══ DOCUMENT SEGMENT ══

Ubongo 3D is a spatial puzzle game for 1 to 4 players, ages 8 and up, and takes about 25 minutes to play. It was first published in 2009, but is still being reprinted. Ubongo 3D retails for $42.95 and is available directly from Thames & Kosmos.

Ubongo 3D was designed by Grzegorz Rejchtman and published by KOSMOS, with art by Bernd Wagenfeld, Karl Homes, and Nicolas Neubauer.

Ubongo 3D components
Ubongo 3D components. Photo: Jonathan H. Liu

Ubongo 3D Components

Here’s what comes in the box:

  • 72 Puzzle cards (double-sided)
  • 32 Puzzle Pieces (4 sets of 8 pieces)
  • 58 Gems:
    • 19 Sapphires
    • 19 Amber
    • 10 Rubies
    • 10 Emeralds
  • Cloth bag
  • Wooden die
  • Hourglass
Ubongo 3D puzzle pieces
Each player will get a set of these 8 pieces. Photo: Jonathan H. Liu

The puzzle pieces are plastic blocks in various shapes, like polyominoes but some bend in three dimensions instead of just two. There are 8 unique shapes, divided into 4 colors—though the colors are primarily to help you identify the pieces and aren’t important for the puzzle assembly itself. The pieces are a nice size, easy to handle and with a bit of heft to them. The plastic has a matte finish so they aren’t too slippery.

═══

**WRITTEN REQUEST 1:** Please rewrite the Ubongo 3D overview from "The puzzle pieces" to "aren’t too slippery.", swapping "polyominoes" for "tetrominoes".
**WRITTEN REQUEST 2:** According to the Ubongo 3D overview, who designed the game?

══ DATASET EXCERPTS ══

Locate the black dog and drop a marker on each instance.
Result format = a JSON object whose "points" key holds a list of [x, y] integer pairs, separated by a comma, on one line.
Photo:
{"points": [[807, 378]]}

═══
══ DATASET EXCERPTS ══

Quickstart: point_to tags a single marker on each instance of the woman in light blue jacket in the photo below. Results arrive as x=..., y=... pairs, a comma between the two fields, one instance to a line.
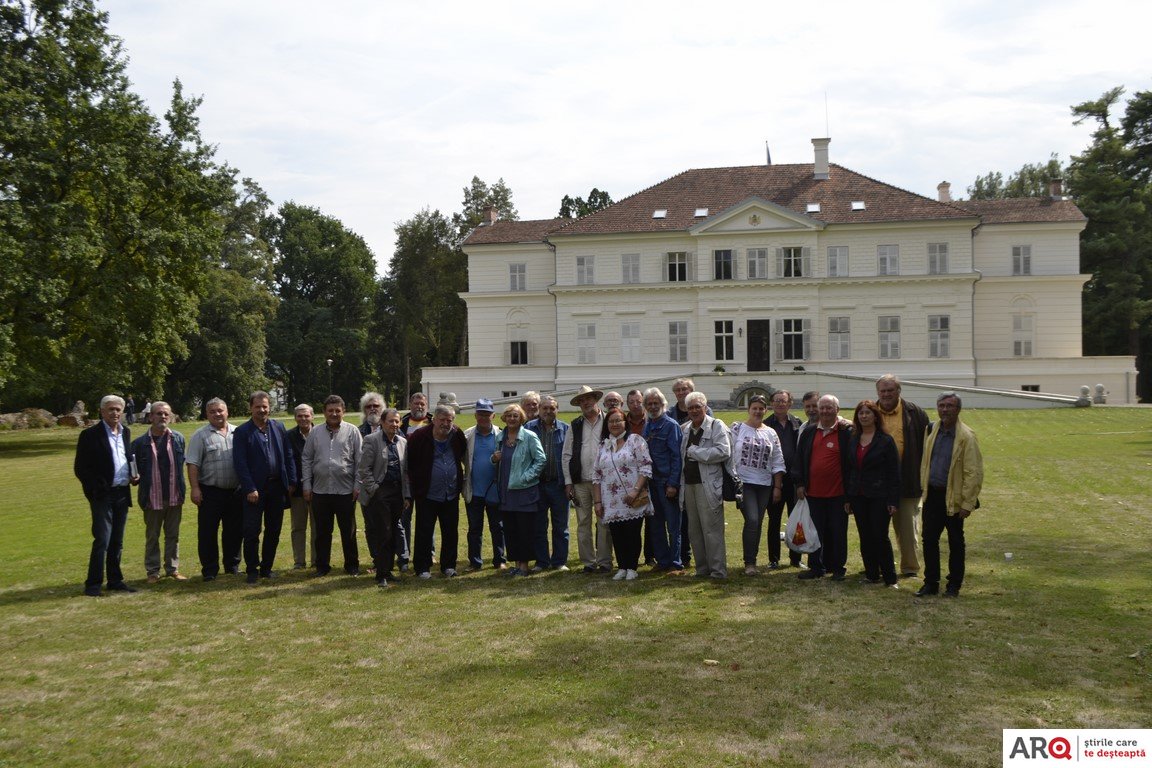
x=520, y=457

═══
══ DATASET EXCERPTS ══

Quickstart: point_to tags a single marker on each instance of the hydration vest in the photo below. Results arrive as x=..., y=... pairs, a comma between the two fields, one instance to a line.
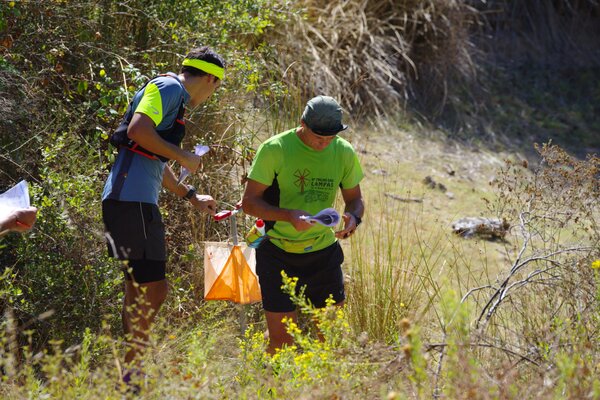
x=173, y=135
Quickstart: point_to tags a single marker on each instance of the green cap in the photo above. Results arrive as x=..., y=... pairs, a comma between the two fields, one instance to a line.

═══

**ANSWER 1:**
The puzzle pieces are plastic blocks in various shapes, like tetrominoes but some bend in three dimensions instead of just two. There are 8 unique shapes, divided into 4 colors—though the colors are primarily to help you identify the pieces and aren’t important for the puzzle assembly itself. The pieces are a nice size, easy to handle and with a bit of heft to them. The plastic has a matte finish so they aren’t too slippery.

**ANSWER 2:** Grzegorz Rejchtman